If rumors are to be believed, Danielle Staub appeared in her final, non-reunion Real Housewives of New Jersey episode last night.
Fortunately, the mentally unbalanced nut job gave our reality show correspondent plenty to write about, as she wraps up her hilarious reviews below. Enjoy...
Saying goodbye to this show felt a lot like when I was a summer camp counselor and I had to say goodbye to the most annoying girl in my cabin. It’s sort of like, oh, 'I’m going to miss her so much even though she’s mostly a gigantic pain in my ass.'
You know that once in awhile (and I mean ONCE in a LONG, LONG while) she could be funny or entertaining and you start thinking that the times where she was funny and entertaining were much more numerous than they actually were. And you get all nostalgic and think you selfishly pissed away your good times together, that you were a bitchy counselor who just focused on all the stupid shit she did.
And you throw yourself onto your metal bunk bed with the 30-year-old, plastic-encased, stained, thin-as-hell mattress and allow your eyes to fill with tears because you know you’ll never see each other again and you wish, despite all you experienced with her that summer, that you could catch one last glimpse of her and give her one final hug goodbye.
Well, sort of like that.
I’m not going to lie, I am happy to unlock from my ankle the ball and chain that is this show. I toss it gleefully in the river. But it did have its good moments. Sometimes it was kooky and silly and gleeful in its trashiness. But, nevertheless, I say goodbye for now, Franklin Lakes! Goodbye, batshit crazy Housewives! Let’s hope you manage to survive until next summer when we meet again.
The penultimate episode started out with the whole House clan heading over to Teresa’s house to feast upon bowls of olive oil with hunks of Parmigiano-Reggiano drowning in it. They discuss, of course, the Prostitution Whore and the case against Ashley, the moron daughter. Caroline is getting all hot and bothered about this stuff.
“She just is so driven to try and hurt every single one of us. The bottom line is, she just won’t go away.” Caroline has the brilliant plan that she should go set things straight with our beloved Danielle. (Hmmm..I wonder who came up with this idea? Maybe…THE PRODUCERS?) Caroline doesn’t seem to remember that every other Housewife has tried this only to have their various encounters with Danielle go spectacularly awry. Caroline says she’ll don a bikini and dive into the mud pit with the Prostitution Whore as long as her homies have her back.

**Material supplied**
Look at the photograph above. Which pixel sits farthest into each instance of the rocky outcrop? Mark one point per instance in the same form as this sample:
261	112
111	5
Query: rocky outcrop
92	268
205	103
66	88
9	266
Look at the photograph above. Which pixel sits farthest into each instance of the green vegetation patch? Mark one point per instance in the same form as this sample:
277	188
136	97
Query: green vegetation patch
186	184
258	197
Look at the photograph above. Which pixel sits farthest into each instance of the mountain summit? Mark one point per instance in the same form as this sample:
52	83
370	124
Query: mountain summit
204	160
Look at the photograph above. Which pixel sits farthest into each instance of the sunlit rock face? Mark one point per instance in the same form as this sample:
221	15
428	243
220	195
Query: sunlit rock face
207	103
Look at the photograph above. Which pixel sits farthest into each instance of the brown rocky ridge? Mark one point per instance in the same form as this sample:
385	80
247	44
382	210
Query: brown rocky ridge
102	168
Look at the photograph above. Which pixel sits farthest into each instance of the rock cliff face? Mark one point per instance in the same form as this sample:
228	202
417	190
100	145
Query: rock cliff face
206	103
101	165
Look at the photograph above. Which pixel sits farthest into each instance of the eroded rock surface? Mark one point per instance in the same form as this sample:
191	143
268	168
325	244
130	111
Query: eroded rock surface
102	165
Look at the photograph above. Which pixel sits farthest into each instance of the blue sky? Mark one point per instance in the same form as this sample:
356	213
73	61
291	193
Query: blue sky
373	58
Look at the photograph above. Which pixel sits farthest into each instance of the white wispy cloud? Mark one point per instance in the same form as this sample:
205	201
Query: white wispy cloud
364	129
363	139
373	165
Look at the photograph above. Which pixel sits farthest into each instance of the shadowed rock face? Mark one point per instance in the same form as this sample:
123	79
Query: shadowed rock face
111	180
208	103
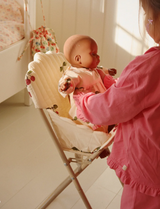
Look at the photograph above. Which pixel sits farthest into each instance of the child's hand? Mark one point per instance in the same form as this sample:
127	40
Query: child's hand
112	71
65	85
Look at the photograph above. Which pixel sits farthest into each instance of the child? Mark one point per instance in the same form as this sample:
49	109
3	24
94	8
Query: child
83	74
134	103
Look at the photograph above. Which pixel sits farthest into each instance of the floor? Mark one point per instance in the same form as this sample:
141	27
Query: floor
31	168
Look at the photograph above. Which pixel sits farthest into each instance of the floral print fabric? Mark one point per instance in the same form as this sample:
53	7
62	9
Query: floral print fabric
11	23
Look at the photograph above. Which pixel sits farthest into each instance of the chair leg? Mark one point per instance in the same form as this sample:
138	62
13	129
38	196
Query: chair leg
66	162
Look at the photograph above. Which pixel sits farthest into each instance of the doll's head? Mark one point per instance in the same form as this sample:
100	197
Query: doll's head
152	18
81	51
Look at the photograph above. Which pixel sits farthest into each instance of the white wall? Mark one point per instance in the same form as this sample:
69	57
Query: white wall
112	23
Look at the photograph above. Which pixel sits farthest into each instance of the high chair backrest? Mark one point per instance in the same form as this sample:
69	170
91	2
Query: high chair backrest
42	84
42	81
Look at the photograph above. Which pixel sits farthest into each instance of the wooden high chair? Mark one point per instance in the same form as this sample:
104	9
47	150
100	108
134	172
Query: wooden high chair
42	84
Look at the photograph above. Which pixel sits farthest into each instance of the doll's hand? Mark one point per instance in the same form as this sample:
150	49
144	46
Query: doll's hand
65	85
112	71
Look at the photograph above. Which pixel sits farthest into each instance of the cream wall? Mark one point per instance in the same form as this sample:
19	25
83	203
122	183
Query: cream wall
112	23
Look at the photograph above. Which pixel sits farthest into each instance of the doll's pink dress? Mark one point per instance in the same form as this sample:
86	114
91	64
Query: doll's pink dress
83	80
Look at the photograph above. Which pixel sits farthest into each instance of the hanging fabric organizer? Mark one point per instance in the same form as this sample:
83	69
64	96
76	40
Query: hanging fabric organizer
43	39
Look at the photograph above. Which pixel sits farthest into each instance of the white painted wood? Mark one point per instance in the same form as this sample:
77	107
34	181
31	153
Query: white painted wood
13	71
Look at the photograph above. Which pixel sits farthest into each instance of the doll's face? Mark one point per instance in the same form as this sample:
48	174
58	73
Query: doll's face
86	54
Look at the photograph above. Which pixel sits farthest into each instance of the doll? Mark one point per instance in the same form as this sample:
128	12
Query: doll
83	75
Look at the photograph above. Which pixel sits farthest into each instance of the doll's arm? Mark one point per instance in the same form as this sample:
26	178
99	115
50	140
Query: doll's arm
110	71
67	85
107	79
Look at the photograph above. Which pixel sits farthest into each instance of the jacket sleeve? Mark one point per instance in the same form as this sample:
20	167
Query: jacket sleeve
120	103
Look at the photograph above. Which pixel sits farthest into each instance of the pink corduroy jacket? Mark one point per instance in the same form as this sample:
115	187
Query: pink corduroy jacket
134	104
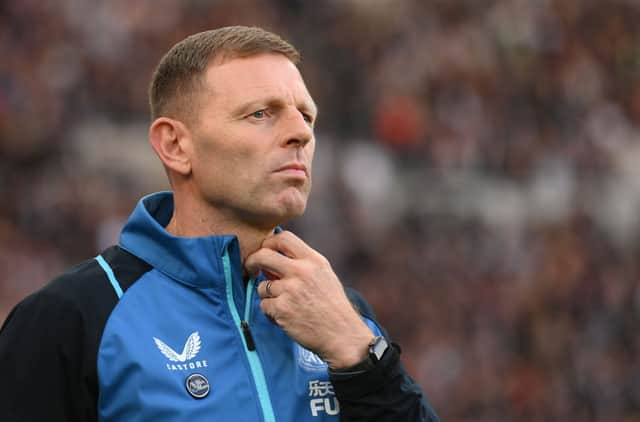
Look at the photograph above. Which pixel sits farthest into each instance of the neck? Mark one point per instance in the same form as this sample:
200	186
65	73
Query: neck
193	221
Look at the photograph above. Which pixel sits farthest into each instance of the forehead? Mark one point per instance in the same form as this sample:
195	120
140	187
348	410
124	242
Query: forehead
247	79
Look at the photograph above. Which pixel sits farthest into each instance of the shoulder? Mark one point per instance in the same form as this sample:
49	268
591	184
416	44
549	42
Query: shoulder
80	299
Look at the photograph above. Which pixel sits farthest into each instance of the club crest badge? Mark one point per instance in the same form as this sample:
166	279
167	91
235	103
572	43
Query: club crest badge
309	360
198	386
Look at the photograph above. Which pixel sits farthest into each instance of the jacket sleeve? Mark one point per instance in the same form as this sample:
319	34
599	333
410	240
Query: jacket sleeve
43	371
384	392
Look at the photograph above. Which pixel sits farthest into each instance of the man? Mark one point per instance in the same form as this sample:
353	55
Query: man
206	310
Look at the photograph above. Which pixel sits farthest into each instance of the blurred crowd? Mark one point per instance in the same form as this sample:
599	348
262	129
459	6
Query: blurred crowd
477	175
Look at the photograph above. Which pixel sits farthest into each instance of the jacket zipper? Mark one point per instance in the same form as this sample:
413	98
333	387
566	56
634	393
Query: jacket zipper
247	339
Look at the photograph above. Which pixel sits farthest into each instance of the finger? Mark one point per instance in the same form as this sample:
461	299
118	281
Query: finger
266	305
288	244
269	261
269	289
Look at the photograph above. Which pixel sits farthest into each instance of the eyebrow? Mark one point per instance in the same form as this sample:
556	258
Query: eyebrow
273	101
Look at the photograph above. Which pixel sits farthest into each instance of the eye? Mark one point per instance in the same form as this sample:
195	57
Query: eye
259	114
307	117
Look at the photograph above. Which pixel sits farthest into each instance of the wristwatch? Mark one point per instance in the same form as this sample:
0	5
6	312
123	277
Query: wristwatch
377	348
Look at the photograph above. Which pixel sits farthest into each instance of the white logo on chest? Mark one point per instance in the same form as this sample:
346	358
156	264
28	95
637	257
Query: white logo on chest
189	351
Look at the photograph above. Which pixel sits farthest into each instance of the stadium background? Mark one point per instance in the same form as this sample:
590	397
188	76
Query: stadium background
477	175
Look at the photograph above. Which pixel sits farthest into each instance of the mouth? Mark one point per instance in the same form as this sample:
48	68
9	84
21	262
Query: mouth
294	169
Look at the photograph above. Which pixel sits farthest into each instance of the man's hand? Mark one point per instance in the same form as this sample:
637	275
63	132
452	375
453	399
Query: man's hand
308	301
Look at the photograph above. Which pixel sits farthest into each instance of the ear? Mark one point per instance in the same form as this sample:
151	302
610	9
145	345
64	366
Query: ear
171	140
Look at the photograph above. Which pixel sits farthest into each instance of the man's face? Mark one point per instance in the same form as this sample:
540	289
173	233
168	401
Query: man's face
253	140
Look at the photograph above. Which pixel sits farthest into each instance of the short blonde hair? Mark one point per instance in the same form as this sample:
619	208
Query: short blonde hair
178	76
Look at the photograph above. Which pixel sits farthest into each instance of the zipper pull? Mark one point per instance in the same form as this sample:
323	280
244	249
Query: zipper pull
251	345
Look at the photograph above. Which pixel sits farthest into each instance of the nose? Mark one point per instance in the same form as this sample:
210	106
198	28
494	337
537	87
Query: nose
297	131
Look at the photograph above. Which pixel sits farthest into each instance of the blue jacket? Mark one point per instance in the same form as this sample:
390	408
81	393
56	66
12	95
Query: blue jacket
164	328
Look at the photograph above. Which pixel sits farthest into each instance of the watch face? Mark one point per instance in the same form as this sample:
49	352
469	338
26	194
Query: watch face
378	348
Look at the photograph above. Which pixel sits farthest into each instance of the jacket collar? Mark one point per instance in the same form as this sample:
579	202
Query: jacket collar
==
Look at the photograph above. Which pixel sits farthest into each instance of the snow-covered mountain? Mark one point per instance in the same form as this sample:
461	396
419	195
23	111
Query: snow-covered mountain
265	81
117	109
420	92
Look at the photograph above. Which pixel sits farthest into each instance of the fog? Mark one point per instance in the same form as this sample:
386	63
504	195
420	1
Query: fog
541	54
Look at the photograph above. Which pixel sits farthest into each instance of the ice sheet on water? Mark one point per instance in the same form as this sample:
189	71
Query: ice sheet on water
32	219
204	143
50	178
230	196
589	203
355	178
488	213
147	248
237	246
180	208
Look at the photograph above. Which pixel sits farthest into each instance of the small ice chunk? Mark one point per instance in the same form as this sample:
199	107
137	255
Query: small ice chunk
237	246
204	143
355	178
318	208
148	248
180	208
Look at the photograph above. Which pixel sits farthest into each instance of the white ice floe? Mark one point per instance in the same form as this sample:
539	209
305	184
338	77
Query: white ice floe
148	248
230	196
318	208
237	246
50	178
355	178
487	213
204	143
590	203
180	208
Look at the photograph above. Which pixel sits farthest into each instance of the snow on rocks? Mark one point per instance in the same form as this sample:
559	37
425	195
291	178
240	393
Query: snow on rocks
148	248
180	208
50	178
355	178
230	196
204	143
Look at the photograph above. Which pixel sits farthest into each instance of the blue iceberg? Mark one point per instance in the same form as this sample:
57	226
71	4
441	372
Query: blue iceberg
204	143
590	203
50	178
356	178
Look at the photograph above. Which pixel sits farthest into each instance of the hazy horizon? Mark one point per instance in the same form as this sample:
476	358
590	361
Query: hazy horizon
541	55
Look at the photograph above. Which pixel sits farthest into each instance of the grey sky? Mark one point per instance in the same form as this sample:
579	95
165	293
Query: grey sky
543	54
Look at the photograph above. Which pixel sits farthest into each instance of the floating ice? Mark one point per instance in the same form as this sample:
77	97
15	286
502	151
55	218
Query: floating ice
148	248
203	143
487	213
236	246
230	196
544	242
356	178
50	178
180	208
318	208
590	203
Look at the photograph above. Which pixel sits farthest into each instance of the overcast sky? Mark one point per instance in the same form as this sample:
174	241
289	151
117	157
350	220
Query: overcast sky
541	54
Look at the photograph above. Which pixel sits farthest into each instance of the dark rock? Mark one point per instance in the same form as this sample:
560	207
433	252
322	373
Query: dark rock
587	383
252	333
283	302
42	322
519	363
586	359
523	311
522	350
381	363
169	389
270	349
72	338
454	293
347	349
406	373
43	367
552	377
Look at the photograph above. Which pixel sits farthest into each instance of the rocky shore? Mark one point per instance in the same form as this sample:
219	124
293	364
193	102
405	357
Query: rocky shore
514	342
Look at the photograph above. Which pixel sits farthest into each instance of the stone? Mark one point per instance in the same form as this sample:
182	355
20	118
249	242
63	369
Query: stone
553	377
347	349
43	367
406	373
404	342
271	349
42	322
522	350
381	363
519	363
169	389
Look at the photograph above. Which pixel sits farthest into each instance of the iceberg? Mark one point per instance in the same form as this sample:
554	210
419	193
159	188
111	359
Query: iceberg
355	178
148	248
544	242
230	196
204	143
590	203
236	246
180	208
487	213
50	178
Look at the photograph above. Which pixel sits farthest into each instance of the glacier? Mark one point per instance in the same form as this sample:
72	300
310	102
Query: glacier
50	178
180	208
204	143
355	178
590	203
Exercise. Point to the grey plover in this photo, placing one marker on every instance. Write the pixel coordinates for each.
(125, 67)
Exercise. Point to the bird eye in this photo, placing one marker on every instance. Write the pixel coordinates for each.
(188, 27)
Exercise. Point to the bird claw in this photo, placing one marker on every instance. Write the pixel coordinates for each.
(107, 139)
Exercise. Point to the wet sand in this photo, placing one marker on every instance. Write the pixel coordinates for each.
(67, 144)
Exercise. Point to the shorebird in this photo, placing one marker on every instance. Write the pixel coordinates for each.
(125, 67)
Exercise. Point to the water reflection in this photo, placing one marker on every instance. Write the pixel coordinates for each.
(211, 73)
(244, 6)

**Instructions**
a) Answer these questions using the Real Housewives of New Jersey recap:
(i) What job did the writer once hold that makes saying goodbye to the show feel familiar?
(ii) At whose house does the House clan gather at the start of the penultimate episode?
(iii) What does Caroline say she'll put on before diving into the mud pit?
b) Translate this sentence from the Real Housewives of New Jersey recap into Spanish: "Sometimes it was kooky and silly and gleeful in its trashiness."
c) Reproduce the part of the Real Housewives of New Jersey recap that begins with the words "And you throw" and ends after the words "of like that.".

**Solutions to the exercise**
a)
(i) Summer camp counselor.
(ii) Teresa's house.
(iii) A bikini.

b) A veces era estrafalario, tonto y gozoso en su vulgaridad.

c)
And you throw yourself onto your metal bunk bed with the 30-year-old, plastic-encased, stained, thin-as-hell mattress and allow your eyes to fill with tears because you know you’ll never see each other again and you wish, despite all you experienced with her that summer, that you could catch one last glimpse of her and give her one final hug goodbye.
Well, sort of like that.